[Start of SOURCE DATA]
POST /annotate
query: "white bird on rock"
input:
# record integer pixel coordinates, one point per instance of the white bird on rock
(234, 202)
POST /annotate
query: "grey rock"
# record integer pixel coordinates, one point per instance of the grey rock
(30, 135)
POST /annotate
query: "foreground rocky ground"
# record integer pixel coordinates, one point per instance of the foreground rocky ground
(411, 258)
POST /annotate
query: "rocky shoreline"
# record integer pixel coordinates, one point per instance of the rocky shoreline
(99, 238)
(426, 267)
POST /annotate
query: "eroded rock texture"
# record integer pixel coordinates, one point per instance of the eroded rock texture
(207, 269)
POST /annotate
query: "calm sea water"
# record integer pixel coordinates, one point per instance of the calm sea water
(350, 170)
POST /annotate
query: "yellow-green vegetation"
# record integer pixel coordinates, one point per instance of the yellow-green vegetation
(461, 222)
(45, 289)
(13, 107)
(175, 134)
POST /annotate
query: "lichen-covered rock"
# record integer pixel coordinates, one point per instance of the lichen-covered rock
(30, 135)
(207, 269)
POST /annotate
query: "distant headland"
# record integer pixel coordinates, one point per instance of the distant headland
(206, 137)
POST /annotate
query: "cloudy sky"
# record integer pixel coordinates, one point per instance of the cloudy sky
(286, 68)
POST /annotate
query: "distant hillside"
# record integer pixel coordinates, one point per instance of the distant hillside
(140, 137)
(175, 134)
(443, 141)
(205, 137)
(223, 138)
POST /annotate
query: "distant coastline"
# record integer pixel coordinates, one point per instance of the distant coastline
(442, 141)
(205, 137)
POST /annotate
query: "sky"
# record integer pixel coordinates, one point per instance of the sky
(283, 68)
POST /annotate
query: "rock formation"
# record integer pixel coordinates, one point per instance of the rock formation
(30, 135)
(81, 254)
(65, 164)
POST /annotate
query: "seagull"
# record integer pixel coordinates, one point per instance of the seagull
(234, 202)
[End of SOURCE DATA]
Using the material above, print every entry exactly as written.

_REPLY TO THE EXERCISE_
POST /annotate
query: "white bird on rock"
input:
# record integer pixel coordinates, one point per instance of the white bird on rock
(234, 202)
POST /annotate
query: "grey rock"
# record integer pixel coordinates, one point per instance of the grey rock
(30, 135)
POST /annotate
query: "foreground rocky ground"
# record integer pixel coordinates, one point per instance of the foreground rocky ground
(411, 258)
POST /annotate
query: "rocky shoreline"
# record integer pixel coordinates, one point per instance of the rocky shoreline
(99, 238)
(426, 267)
POST /annotate
query: "eroded rock texture"
# record integer pixel coordinates, one point per instance of the eroded rock texture
(207, 269)
POST /annotate
query: "calm sea water"
# record integer pixel coordinates, one point per instance of the calm sea water
(350, 170)
POST /annotate
query: "yellow-green vegetation"
# record integer pixel coordinates, one point per instance of the yellow-green vegetation
(461, 222)
(45, 289)
(13, 107)
(175, 134)
POST /annotate
query: "lichen-covered rock"
# record integer pixel coordinates, one point per instance of the lichen-covered rock
(30, 135)
(207, 269)
POST /annotate
query: "distant headland"
# record integer pixel coordinates, one point per instance of the distant headland
(206, 137)
POST /annotate
query: "cloudy sky"
# record integer pixel coordinates, one point per instance of the cloudy sky
(286, 68)
POST /annotate
query: "distant hillside"
# record integer pixel coordinates, one point per instance of the distant hillside
(140, 137)
(175, 134)
(443, 141)
(205, 137)
(223, 138)
POST /annotate
query: "distant coastline"
# record integer pixel coordinates, one point per instance of the distant coastline
(442, 141)
(205, 137)
POST /annotate
query: "sky"
# record integer pixel coordinates, one point per instance of the sky
(283, 68)
POST /annotate
query: "rock formation"
# record integer pixel coordinates, one point per instance of the rock formation
(30, 135)
(81, 254)
(65, 164)
POST /annotate
query: "seagull"
# record integer pixel coordinates, one point per instance of the seagull
(234, 202)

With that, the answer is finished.